#### Do this:
Put the lines of the data below into a numbered list, leaving out any blank lines. Begin at the line that contains "black shirt, imagine", stop after the line that contains "[(350, 356)]", and include nothing outside that span.

____ Provided data

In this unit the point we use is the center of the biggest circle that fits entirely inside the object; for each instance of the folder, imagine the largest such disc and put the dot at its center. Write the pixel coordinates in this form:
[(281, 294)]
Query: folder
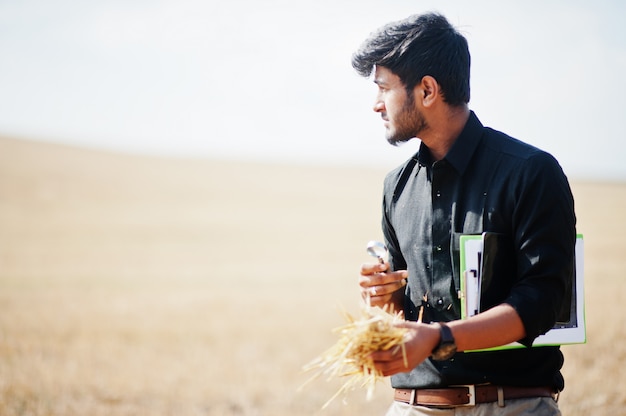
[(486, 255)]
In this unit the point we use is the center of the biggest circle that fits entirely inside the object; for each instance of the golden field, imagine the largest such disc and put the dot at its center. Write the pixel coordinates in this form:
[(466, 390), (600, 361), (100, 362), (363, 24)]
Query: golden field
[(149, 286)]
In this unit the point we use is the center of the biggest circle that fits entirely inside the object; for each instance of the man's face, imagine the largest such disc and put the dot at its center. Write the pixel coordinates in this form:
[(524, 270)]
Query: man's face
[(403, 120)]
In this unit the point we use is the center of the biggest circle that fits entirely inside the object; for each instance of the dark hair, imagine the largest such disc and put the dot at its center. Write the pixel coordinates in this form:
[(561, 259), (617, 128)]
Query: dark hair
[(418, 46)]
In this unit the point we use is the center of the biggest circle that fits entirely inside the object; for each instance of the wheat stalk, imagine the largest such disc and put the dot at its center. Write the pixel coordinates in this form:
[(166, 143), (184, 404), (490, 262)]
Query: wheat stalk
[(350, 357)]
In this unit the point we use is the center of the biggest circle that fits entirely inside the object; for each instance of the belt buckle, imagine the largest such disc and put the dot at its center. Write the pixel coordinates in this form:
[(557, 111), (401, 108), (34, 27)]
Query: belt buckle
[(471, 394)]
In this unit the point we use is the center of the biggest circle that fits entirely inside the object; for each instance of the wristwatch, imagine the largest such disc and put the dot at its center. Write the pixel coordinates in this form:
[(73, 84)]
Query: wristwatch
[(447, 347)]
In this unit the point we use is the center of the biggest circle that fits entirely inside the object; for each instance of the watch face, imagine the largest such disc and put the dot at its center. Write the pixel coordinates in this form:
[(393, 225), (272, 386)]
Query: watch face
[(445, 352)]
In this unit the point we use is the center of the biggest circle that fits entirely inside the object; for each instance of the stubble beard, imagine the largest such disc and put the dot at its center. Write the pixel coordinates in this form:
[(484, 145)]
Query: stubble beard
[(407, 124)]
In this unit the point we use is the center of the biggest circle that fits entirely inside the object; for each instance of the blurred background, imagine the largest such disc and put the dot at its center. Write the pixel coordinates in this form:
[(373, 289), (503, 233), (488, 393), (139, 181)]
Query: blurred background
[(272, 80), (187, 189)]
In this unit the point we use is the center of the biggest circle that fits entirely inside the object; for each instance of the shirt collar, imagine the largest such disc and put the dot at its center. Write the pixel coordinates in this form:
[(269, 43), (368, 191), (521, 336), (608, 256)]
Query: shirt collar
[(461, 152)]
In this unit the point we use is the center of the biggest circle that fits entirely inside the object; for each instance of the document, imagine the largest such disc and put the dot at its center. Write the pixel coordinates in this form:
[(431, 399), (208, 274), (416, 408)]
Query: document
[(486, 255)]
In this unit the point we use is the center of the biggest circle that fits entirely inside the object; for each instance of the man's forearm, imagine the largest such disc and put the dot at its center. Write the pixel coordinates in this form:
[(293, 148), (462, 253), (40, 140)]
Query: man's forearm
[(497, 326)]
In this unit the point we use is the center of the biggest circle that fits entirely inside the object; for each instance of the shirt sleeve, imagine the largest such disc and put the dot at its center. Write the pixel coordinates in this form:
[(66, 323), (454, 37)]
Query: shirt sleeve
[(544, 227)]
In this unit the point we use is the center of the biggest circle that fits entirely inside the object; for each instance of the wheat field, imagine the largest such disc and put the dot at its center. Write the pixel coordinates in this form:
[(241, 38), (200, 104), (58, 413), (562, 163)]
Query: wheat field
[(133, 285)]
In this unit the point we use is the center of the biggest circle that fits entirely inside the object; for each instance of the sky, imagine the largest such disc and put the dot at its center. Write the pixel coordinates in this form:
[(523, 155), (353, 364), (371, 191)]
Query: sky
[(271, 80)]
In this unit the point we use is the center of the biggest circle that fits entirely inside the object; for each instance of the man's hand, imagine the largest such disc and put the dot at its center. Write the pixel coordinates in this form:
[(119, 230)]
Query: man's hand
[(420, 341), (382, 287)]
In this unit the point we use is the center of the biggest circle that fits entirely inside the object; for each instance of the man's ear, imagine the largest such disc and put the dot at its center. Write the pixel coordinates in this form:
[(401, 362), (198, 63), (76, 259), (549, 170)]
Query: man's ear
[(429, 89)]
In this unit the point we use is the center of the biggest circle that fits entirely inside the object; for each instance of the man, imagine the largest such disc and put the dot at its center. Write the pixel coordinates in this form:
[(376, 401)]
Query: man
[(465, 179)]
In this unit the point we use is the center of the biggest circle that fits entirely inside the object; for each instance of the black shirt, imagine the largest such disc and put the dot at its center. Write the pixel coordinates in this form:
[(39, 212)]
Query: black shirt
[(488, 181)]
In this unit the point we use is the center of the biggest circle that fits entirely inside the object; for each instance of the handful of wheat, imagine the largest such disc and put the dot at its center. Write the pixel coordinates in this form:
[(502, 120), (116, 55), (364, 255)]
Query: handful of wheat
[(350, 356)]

________
____ Provided data

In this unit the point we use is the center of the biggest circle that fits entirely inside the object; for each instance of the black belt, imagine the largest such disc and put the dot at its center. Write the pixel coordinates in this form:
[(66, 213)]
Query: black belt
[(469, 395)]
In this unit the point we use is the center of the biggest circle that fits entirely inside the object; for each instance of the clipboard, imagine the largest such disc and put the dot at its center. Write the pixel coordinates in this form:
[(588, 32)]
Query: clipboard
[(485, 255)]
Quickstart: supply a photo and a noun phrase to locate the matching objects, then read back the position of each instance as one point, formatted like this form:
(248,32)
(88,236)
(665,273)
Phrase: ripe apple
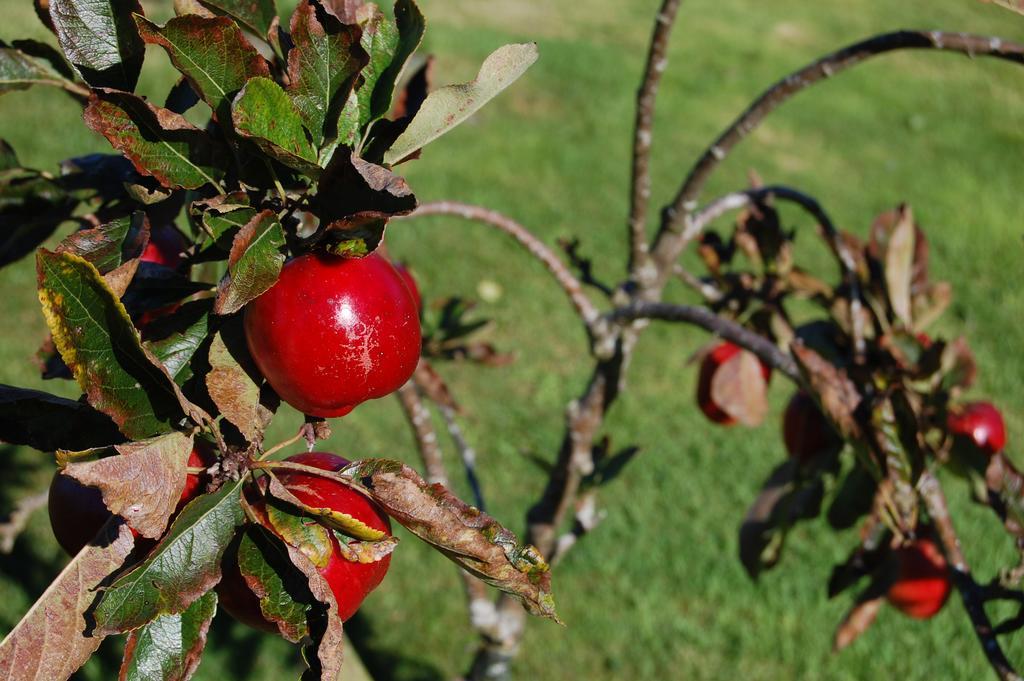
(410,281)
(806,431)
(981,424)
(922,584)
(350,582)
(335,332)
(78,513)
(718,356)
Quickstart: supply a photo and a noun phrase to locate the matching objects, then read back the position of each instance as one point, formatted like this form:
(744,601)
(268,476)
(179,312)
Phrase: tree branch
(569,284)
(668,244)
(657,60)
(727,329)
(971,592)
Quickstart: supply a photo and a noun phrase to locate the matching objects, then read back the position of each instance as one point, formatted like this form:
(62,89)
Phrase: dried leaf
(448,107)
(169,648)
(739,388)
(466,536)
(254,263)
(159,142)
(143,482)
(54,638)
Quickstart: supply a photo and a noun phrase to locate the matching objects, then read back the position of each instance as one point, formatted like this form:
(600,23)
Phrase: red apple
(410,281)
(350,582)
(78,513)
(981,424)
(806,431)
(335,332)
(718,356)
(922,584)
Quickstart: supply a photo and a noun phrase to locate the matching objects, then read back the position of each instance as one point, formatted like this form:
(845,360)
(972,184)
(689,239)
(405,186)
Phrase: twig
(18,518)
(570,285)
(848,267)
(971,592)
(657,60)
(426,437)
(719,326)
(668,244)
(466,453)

________
____ Provided data

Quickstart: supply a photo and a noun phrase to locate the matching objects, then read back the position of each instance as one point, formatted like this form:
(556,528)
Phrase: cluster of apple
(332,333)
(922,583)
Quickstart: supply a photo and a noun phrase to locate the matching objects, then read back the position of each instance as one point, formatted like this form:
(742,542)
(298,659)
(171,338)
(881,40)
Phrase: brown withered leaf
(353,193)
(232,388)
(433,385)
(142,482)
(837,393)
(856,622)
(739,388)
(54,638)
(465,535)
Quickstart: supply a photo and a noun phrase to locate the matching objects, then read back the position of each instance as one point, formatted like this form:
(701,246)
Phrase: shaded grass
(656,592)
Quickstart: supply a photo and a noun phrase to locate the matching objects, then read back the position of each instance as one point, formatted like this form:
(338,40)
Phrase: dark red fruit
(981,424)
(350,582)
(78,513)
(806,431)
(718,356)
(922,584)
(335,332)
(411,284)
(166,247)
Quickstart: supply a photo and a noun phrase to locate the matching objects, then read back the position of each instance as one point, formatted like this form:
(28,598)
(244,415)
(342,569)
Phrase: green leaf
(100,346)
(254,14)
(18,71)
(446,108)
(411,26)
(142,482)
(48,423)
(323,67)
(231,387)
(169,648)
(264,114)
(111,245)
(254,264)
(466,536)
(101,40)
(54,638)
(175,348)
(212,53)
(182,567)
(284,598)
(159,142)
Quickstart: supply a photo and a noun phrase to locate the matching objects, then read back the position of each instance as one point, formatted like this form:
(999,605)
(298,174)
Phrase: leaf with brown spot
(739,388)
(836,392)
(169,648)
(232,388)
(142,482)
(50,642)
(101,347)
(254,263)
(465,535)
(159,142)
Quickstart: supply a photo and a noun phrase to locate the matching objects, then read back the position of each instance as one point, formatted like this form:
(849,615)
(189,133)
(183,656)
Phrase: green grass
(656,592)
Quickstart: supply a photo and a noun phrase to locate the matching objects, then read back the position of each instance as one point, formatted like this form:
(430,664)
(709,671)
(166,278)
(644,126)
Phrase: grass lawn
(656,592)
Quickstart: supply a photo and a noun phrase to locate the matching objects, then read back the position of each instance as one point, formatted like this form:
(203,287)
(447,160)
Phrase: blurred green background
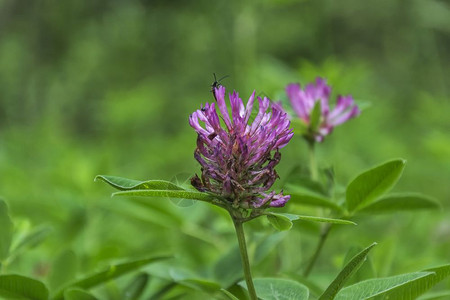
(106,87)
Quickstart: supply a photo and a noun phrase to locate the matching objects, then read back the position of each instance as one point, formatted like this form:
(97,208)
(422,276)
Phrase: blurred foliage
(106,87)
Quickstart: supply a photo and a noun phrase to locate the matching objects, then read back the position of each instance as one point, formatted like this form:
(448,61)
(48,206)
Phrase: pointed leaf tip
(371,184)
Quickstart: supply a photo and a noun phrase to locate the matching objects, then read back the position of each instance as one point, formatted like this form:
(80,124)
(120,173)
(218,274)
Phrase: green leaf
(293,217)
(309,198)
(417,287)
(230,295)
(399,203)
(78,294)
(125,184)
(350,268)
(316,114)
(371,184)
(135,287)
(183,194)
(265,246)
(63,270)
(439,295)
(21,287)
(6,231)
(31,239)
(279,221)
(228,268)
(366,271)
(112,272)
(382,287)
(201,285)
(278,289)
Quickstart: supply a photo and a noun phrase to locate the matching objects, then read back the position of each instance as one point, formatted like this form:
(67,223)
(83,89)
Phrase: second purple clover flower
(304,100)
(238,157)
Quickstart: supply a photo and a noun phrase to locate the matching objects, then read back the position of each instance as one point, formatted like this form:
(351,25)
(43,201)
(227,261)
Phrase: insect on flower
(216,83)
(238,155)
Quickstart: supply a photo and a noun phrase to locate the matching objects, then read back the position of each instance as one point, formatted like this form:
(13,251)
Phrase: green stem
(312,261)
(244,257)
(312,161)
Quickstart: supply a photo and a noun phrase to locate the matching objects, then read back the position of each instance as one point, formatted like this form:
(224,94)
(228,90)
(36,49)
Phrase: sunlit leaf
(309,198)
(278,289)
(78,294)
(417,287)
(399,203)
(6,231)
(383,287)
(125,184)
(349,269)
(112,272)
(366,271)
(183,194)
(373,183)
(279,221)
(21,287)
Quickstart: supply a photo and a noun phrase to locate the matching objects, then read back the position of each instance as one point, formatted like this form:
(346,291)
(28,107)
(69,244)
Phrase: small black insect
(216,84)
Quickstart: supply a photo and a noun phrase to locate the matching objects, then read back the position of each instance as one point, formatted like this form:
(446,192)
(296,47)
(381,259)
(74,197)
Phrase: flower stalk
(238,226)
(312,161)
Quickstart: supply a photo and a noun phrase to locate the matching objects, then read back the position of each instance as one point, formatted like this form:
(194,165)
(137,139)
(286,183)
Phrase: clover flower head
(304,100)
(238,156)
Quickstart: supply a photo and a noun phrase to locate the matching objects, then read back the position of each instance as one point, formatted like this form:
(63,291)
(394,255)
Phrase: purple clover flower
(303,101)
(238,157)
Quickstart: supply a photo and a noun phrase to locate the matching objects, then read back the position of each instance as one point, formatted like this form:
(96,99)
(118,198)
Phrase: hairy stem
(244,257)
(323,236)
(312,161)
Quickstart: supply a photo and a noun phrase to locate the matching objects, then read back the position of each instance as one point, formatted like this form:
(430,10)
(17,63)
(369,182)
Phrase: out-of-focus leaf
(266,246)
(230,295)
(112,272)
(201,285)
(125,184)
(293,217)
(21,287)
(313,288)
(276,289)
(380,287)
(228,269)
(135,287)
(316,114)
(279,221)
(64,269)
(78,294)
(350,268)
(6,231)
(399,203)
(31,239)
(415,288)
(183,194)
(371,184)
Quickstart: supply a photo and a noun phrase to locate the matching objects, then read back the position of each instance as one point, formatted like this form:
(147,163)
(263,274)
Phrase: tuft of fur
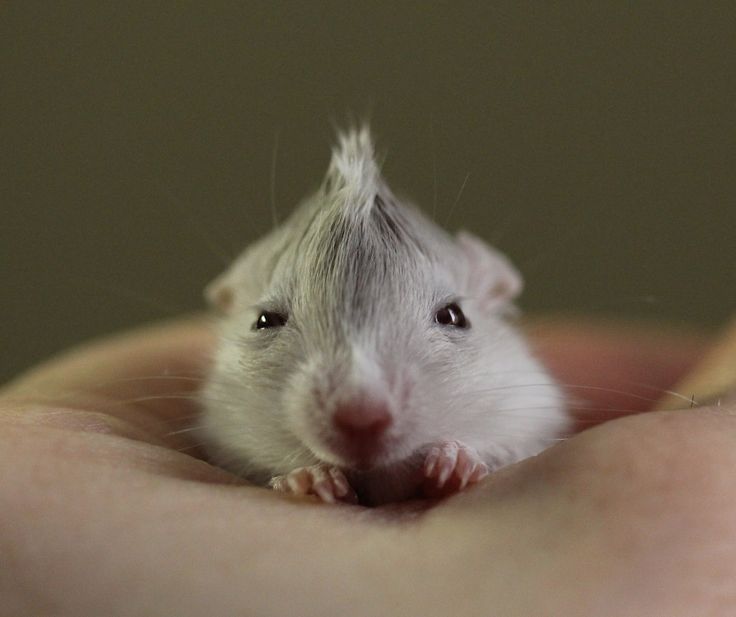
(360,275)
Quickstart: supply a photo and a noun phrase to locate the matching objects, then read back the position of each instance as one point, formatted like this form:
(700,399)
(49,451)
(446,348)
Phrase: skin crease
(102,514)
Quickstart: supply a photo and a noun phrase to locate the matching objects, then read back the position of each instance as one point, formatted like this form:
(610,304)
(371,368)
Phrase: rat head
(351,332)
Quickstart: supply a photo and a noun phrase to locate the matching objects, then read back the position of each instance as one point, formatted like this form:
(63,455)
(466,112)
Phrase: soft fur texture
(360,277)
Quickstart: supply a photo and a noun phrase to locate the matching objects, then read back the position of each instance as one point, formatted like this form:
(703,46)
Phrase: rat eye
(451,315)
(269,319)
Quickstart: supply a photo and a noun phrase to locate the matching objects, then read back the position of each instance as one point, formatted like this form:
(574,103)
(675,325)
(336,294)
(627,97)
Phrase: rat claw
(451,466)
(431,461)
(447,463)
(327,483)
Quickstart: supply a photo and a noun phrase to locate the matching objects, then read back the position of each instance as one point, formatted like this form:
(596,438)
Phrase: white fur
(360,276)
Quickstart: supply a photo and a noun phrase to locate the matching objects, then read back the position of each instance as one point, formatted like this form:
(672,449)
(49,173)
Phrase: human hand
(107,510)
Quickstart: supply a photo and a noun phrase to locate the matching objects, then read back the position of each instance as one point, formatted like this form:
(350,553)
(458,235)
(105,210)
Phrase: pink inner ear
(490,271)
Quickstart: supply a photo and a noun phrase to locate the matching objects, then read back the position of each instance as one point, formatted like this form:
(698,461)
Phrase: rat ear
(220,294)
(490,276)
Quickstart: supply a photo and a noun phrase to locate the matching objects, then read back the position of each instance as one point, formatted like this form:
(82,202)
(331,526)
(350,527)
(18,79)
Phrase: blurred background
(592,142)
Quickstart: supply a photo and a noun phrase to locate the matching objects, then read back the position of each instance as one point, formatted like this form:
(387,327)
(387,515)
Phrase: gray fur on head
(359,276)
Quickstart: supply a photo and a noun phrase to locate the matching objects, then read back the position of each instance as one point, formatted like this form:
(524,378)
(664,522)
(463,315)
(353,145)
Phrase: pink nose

________

#### In response:
1. In this unit the point we use is the center of the biggest circle that fits entirely inside the object; for each instance of the black shirt, imagine the largest such disc and put the dot at its center. Write the pixel coordinates in this form:
2. [(39, 212)]
3. Query: black shirt
4. [(488, 181)]
5. In this unit the point we use is the center of the biggest circle that fits entirely inside the object; for each instance of the handful of wheat, imagine the largest such disc and put the dot at its center. Write the pixel coordinates in this form:
6. [(502, 120), (116, 55), (364, 255)]
7. Query: handful of wheat
8. [(350, 356)]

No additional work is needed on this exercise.